[START OF Supplied data]

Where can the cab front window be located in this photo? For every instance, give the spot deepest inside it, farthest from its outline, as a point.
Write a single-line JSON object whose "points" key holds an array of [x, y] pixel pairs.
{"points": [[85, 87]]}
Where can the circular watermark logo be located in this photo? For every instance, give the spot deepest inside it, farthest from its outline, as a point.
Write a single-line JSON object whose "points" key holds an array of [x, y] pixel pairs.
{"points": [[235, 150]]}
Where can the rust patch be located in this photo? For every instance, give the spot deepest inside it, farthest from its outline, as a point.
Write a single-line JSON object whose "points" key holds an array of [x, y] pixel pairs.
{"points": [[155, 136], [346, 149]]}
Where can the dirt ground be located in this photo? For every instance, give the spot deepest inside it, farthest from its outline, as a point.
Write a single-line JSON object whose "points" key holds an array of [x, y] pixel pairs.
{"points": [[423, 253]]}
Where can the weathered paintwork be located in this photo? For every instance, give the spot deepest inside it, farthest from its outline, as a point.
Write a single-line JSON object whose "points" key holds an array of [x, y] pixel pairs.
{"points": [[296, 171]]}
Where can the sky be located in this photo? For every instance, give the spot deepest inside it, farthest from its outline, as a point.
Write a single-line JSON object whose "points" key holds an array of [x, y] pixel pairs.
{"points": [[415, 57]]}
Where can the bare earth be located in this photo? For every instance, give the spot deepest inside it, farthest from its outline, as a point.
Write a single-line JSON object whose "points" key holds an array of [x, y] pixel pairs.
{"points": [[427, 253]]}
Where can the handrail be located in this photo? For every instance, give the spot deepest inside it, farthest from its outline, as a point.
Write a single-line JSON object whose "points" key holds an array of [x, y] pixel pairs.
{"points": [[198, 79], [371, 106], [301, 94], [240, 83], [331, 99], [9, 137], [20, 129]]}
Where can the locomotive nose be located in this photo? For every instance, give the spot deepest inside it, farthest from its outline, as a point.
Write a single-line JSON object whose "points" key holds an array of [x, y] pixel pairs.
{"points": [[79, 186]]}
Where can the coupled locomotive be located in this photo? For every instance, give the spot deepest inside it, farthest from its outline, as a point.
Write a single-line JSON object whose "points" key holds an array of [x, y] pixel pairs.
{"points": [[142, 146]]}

[END OF Supplied data]
[START OF Supplied data]

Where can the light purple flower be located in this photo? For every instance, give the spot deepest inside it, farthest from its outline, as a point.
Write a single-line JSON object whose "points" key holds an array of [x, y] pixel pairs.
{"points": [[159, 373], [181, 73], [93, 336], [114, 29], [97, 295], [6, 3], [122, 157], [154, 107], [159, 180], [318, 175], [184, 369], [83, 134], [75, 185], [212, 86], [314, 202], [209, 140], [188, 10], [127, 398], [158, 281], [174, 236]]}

[END OF Supplied data]
[START OF Supplied data]

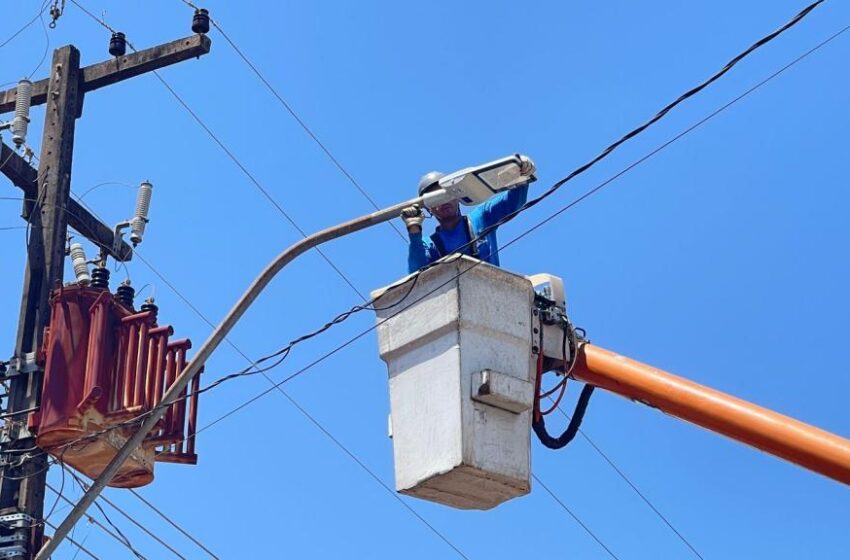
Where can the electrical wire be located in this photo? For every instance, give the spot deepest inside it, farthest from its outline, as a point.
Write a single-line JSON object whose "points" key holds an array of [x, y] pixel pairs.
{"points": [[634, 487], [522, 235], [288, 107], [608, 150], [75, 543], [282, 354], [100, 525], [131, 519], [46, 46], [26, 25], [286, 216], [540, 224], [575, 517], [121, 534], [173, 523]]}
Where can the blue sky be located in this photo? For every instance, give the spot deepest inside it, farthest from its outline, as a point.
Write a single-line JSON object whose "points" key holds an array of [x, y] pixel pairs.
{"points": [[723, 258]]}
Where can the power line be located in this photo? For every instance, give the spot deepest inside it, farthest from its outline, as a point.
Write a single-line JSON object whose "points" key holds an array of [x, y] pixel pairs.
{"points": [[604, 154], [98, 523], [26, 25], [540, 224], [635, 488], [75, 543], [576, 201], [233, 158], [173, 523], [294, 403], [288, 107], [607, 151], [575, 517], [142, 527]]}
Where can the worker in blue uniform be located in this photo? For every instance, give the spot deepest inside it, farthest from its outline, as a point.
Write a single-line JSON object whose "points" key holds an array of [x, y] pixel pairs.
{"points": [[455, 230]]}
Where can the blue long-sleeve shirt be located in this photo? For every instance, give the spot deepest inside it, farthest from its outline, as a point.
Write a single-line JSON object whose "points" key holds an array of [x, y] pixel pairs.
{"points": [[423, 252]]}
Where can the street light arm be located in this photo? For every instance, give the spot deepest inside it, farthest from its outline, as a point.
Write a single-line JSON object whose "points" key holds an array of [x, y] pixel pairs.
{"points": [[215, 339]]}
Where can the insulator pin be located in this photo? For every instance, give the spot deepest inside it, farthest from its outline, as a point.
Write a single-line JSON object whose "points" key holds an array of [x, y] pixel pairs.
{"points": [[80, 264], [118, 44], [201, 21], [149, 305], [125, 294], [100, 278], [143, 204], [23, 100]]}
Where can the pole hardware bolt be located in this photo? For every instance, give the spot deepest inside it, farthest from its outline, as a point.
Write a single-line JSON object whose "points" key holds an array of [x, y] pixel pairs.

[END OF Supplied data]

== Objective ==
Report every line in the listing above that contains the word "blue", copying each such line in full. Only matches with the same capitalization count.

== Output for this exercise ==
Where can the blue sky be located in this photo? For every instance, give the spot deepest inside it, farthest from its outline, as a point.
Where can the worker in blue uniform be located in this photo? For every instance, give the spot deepest inside it, farthest from its outline, as a point.
Where can the blue long-sleeve shirt be located in this photo? For every instance, give the spot deepest inside it, farthest from its outline, as a point.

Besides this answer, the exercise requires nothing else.